(TASK ITEM) In the material below, tally the lines that include the string "white", then write down only the total.

*** Begin section ***

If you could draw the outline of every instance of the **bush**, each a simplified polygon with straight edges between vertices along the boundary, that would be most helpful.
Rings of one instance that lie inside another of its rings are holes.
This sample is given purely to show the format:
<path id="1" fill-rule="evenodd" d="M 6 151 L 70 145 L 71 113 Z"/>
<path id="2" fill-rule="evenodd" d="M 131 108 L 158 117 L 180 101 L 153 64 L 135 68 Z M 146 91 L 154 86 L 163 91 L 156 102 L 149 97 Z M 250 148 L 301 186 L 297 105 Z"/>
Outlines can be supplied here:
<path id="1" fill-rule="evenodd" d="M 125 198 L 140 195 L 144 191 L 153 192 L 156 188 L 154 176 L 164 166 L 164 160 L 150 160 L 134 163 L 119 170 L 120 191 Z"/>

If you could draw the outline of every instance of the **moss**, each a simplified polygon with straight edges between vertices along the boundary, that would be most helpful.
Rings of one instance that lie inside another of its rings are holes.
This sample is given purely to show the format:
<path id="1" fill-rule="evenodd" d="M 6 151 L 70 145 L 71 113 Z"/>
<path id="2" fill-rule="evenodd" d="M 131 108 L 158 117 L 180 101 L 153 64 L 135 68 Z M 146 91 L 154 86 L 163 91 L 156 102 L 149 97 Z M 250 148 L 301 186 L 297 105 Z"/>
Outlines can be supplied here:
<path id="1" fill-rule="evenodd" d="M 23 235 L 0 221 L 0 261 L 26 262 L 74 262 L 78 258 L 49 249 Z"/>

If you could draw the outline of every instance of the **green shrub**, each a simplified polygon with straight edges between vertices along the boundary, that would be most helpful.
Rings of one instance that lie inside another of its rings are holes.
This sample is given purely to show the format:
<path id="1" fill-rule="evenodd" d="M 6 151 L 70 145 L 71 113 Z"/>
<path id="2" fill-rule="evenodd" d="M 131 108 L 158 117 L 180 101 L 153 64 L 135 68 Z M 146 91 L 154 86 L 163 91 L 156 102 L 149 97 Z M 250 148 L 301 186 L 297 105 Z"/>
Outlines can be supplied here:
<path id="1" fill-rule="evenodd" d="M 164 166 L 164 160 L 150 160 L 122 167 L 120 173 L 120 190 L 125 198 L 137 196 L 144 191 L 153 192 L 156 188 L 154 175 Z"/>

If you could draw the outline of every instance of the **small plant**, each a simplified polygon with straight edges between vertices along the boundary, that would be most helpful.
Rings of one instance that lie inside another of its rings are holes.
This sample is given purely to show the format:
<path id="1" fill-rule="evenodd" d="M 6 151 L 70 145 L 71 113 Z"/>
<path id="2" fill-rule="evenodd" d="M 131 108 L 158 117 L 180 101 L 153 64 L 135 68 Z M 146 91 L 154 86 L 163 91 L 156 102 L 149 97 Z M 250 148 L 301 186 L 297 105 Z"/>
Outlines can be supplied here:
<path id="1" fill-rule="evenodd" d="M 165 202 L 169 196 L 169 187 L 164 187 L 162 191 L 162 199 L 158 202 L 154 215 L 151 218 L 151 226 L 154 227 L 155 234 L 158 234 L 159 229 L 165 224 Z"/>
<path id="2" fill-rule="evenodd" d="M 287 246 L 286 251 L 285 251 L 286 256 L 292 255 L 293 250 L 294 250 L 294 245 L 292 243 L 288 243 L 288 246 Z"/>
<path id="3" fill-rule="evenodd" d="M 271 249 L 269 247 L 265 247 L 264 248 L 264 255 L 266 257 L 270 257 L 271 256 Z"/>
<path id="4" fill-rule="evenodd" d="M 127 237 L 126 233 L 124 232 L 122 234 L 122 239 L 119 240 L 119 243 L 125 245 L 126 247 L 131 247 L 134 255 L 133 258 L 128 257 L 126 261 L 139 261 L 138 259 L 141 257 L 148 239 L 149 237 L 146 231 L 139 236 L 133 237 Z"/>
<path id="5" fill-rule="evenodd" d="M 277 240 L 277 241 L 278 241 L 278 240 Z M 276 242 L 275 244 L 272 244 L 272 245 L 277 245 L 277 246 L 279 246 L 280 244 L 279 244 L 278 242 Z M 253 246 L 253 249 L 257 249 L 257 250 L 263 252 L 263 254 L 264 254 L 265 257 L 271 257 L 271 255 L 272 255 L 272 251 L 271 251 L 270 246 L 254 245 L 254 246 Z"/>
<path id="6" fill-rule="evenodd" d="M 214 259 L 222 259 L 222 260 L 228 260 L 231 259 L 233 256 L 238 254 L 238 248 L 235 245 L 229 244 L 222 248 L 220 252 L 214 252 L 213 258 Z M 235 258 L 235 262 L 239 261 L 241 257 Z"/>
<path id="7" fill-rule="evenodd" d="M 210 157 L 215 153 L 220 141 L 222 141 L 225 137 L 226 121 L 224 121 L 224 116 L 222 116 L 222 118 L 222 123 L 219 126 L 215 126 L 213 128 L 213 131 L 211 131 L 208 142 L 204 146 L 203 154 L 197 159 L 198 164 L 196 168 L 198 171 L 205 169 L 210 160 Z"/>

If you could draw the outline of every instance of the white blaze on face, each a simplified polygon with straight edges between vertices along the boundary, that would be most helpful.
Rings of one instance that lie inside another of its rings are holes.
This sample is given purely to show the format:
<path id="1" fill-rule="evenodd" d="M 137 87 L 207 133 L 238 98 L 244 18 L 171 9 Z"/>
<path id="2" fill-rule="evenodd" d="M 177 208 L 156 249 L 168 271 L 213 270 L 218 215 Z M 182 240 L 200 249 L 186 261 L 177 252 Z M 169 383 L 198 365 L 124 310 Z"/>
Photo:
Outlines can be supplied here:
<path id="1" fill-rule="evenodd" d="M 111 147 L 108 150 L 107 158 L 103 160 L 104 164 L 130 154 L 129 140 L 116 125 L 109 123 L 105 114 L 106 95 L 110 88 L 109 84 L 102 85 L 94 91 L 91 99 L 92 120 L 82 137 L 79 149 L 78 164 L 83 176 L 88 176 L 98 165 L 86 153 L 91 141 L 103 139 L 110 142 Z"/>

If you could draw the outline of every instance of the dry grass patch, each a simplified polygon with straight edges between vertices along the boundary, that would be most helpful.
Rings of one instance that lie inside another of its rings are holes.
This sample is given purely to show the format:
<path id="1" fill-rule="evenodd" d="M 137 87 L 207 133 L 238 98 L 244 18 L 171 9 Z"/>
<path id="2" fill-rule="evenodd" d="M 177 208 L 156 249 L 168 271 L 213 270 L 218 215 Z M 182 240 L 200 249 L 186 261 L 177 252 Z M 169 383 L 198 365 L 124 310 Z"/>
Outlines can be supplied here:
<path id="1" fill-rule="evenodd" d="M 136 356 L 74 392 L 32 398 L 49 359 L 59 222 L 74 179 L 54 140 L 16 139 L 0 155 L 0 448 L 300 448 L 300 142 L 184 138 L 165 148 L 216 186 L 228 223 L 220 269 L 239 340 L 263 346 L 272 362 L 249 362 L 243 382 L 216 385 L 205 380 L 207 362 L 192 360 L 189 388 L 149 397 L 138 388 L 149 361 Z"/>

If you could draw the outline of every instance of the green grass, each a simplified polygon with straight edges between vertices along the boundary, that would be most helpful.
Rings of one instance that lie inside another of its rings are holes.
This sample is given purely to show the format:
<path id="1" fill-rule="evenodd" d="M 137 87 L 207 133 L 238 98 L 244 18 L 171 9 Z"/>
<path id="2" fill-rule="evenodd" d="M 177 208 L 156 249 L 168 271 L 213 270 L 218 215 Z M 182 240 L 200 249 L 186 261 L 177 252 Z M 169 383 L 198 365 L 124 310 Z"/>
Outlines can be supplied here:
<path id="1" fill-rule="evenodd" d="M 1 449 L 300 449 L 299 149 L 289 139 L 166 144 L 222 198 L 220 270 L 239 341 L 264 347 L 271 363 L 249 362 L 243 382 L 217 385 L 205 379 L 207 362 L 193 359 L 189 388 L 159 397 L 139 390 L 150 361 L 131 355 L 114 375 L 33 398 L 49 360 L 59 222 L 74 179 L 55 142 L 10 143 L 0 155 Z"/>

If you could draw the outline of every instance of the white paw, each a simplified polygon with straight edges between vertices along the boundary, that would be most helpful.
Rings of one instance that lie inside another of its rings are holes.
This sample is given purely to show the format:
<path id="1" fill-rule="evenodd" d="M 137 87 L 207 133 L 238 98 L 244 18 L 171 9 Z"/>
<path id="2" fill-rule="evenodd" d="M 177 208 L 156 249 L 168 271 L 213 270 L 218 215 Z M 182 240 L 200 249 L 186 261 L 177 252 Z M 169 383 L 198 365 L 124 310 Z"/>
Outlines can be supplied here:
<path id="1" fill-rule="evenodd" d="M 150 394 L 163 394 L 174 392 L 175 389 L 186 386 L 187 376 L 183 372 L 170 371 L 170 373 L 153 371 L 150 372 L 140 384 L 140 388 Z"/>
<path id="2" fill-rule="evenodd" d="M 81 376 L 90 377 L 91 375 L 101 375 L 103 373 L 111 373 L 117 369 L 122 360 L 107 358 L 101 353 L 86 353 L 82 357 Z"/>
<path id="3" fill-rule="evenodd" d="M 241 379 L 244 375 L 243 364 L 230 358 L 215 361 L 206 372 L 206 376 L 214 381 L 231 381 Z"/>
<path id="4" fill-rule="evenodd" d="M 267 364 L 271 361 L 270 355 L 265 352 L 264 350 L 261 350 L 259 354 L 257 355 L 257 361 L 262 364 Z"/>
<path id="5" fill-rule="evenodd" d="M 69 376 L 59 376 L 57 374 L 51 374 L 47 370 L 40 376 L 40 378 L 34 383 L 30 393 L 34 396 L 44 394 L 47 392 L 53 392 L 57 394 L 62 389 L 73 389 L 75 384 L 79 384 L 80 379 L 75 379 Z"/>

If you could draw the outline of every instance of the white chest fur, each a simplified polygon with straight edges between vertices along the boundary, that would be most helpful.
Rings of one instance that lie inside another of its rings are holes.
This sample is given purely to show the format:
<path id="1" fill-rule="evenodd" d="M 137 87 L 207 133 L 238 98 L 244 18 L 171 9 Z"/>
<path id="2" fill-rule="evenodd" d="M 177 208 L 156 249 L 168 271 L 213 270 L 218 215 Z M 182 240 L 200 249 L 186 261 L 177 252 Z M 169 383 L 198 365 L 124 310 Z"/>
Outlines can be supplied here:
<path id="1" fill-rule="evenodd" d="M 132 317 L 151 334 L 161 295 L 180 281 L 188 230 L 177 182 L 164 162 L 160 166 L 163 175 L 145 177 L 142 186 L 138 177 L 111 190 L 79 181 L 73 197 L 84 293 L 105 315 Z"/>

*** End section ***

(RESPONSE TO THIS EXERCISE) 3